### EXERCISE REQUIREMENTS
Copy each line of the records that contains the word "hair".

EXERCISE INPUTS section start

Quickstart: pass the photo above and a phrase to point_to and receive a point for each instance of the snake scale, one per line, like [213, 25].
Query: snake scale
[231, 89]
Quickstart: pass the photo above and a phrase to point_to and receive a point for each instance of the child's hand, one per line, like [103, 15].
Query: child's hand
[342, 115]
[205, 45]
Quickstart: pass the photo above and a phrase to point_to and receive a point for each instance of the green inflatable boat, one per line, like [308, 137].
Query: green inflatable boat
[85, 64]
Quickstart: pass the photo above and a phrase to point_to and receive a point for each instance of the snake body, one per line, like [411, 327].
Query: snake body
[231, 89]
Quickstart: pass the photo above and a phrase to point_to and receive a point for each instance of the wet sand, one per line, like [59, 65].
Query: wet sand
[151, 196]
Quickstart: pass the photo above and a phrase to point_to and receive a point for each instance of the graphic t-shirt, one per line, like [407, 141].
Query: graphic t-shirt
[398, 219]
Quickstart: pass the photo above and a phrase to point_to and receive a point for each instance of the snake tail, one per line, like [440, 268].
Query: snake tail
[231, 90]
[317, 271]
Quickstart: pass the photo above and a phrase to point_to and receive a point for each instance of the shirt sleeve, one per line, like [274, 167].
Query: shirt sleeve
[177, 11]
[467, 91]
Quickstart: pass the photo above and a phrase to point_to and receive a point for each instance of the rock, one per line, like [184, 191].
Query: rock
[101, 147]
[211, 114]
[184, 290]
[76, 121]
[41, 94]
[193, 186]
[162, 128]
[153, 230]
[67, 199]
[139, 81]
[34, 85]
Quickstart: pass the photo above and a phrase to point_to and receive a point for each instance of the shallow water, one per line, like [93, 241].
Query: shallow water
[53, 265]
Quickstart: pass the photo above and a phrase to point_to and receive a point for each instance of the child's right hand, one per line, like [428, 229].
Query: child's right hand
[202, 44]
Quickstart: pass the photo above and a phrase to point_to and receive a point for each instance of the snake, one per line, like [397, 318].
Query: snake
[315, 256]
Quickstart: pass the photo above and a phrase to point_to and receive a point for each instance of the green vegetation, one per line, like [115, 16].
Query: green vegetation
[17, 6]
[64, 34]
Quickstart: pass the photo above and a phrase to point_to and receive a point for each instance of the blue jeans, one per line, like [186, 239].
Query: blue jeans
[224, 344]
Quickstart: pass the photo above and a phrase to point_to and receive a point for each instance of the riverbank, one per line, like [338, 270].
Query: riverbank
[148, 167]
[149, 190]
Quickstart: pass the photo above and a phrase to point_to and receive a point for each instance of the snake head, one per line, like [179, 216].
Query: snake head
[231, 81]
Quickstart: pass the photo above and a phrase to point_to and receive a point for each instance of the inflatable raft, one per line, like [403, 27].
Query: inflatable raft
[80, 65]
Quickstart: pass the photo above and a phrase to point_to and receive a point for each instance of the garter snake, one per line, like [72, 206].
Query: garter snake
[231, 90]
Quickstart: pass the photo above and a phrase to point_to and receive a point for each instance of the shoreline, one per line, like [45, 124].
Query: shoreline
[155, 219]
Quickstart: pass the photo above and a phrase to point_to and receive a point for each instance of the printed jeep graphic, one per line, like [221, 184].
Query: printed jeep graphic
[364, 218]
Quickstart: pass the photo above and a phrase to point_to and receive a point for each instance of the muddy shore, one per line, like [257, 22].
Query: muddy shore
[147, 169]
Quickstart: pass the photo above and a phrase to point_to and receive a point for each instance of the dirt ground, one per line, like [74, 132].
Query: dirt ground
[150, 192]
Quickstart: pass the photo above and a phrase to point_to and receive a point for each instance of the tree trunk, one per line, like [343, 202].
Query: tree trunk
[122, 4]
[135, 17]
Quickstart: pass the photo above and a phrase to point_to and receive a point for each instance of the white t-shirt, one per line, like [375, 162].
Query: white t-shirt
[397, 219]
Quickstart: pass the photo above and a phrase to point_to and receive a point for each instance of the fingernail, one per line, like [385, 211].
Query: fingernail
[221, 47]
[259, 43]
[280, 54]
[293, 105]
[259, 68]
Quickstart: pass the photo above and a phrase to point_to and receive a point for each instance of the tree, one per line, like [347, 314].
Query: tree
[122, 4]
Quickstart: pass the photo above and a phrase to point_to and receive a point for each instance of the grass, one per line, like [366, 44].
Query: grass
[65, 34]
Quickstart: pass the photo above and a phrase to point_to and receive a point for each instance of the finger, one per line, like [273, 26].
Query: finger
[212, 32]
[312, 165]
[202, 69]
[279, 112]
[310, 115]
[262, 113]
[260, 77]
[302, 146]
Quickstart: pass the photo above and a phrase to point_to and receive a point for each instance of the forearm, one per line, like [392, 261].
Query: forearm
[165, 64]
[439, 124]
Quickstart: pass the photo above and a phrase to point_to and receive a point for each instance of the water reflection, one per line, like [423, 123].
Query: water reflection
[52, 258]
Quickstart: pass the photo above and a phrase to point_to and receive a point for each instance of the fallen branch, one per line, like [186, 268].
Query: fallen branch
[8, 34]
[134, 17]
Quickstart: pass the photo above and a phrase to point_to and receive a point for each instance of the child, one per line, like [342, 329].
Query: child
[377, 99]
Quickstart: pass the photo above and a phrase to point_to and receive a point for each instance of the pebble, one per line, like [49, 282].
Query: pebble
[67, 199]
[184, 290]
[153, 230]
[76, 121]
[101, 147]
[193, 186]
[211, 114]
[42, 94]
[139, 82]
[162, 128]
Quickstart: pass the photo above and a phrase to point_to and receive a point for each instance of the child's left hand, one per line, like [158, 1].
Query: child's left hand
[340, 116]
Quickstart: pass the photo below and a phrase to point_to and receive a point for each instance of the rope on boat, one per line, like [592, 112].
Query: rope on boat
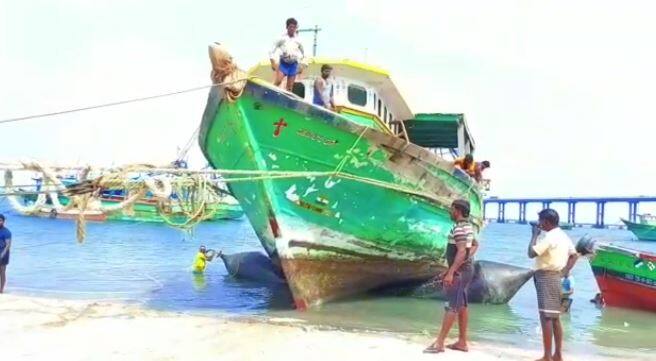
[194, 191]
[239, 79]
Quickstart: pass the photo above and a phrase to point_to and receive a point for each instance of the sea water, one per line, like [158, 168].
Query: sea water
[150, 264]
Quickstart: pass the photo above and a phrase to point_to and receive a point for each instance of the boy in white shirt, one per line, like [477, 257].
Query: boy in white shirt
[554, 256]
[289, 51]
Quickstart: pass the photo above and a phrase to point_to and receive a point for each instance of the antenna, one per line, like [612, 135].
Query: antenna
[316, 31]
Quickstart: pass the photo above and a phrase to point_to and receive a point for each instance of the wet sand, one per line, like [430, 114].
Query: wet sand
[45, 328]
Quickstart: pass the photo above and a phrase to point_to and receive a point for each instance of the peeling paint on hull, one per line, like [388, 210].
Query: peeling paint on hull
[333, 236]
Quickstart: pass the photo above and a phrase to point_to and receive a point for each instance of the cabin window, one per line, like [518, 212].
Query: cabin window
[299, 89]
[357, 95]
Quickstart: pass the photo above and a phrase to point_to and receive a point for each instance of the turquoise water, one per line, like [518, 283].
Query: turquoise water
[150, 264]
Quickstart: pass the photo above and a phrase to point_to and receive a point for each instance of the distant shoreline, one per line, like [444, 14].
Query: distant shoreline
[46, 328]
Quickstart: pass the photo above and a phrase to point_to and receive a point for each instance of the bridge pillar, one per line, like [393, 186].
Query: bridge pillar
[501, 218]
[522, 212]
[571, 212]
[633, 211]
[600, 214]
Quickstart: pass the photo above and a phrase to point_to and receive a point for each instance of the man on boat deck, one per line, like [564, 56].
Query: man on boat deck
[323, 89]
[473, 169]
[459, 255]
[5, 244]
[554, 256]
[467, 164]
[289, 51]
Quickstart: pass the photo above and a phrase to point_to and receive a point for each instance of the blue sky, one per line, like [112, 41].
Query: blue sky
[558, 94]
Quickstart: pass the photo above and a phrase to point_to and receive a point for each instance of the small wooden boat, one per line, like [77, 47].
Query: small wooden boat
[626, 277]
[645, 229]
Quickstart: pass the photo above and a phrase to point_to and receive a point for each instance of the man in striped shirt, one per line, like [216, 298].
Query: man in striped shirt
[456, 279]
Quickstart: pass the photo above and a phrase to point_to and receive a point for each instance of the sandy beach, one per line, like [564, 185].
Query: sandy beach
[45, 328]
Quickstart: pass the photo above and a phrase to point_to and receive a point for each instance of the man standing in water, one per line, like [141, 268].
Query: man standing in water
[289, 51]
[5, 244]
[460, 250]
[554, 256]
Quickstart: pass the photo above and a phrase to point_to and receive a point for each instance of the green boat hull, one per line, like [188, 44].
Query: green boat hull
[643, 231]
[386, 221]
[626, 277]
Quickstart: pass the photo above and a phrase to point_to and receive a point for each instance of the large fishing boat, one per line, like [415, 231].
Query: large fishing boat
[344, 201]
[626, 277]
[645, 229]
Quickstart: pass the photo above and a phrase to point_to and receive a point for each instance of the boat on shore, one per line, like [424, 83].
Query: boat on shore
[645, 229]
[345, 201]
[626, 277]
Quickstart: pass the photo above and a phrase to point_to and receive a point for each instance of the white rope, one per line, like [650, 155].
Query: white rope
[120, 102]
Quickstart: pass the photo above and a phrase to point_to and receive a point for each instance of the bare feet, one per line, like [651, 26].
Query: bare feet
[458, 347]
[434, 348]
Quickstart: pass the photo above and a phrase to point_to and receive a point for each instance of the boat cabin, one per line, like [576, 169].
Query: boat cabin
[366, 95]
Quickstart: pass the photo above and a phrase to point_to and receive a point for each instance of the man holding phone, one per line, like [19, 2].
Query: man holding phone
[555, 256]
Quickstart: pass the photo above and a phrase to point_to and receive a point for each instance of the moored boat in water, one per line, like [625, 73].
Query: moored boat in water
[110, 205]
[626, 277]
[344, 201]
[645, 229]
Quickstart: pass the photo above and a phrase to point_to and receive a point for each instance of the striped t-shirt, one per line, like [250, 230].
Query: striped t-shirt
[462, 231]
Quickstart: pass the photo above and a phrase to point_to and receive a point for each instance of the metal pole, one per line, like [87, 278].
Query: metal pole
[316, 31]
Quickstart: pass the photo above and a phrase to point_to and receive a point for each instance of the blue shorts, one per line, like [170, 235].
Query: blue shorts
[288, 69]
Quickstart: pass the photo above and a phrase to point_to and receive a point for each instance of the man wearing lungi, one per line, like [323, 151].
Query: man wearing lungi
[460, 251]
[555, 256]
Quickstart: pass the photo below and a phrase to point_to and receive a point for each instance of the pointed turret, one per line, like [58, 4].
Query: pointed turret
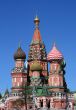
[37, 49]
[36, 37]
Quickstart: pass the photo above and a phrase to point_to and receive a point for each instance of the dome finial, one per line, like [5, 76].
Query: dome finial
[36, 21]
[19, 45]
[54, 44]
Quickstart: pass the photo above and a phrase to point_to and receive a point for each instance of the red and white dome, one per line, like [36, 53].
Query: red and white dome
[54, 54]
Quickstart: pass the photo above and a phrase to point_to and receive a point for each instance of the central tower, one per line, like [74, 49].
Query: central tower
[37, 51]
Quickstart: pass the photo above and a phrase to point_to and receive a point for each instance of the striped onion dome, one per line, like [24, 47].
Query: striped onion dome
[35, 66]
[54, 54]
[19, 54]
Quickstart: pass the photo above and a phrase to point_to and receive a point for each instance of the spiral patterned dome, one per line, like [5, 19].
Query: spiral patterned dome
[54, 54]
[19, 54]
[35, 66]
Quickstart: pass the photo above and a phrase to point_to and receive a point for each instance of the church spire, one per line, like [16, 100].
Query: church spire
[36, 21]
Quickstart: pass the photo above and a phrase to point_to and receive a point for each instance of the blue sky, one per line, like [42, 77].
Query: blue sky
[57, 24]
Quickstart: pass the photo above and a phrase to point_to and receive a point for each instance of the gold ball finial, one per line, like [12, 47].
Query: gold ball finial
[36, 21]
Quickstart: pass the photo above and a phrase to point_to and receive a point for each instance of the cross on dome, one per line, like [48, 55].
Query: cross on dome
[54, 54]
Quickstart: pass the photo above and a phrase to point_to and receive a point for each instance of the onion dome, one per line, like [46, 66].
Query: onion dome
[36, 36]
[36, 21]
[35, 66]
[19, 54]
[54, 54]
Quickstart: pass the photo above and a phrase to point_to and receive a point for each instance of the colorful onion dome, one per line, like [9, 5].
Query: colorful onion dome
[54, 54]
[19, 54]
[36, 21]
[36, 36]
[35, 66]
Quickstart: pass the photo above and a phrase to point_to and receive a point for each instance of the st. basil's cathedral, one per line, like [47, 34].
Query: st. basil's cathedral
[34, 86]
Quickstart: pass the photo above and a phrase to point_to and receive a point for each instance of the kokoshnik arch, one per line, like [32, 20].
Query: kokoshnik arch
[34, 87]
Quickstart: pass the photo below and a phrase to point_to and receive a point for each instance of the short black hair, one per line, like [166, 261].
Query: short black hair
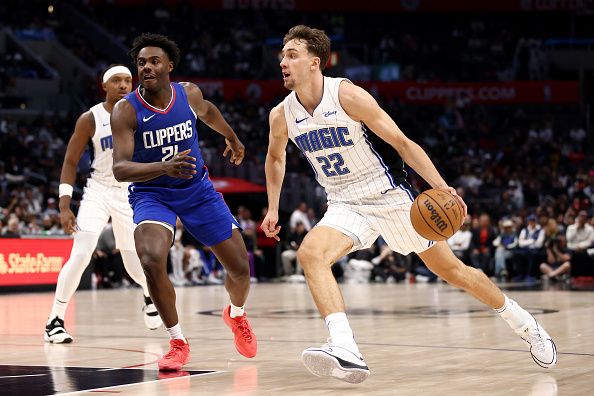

EXERCISE INPUTS section end

### OUTPUT OF THE EXERCISE
Quickstart: pass the photo below and a phrase to point_to and receive a point for each instance of the short black hair, one per line, like [166, 261].
Query: short black hair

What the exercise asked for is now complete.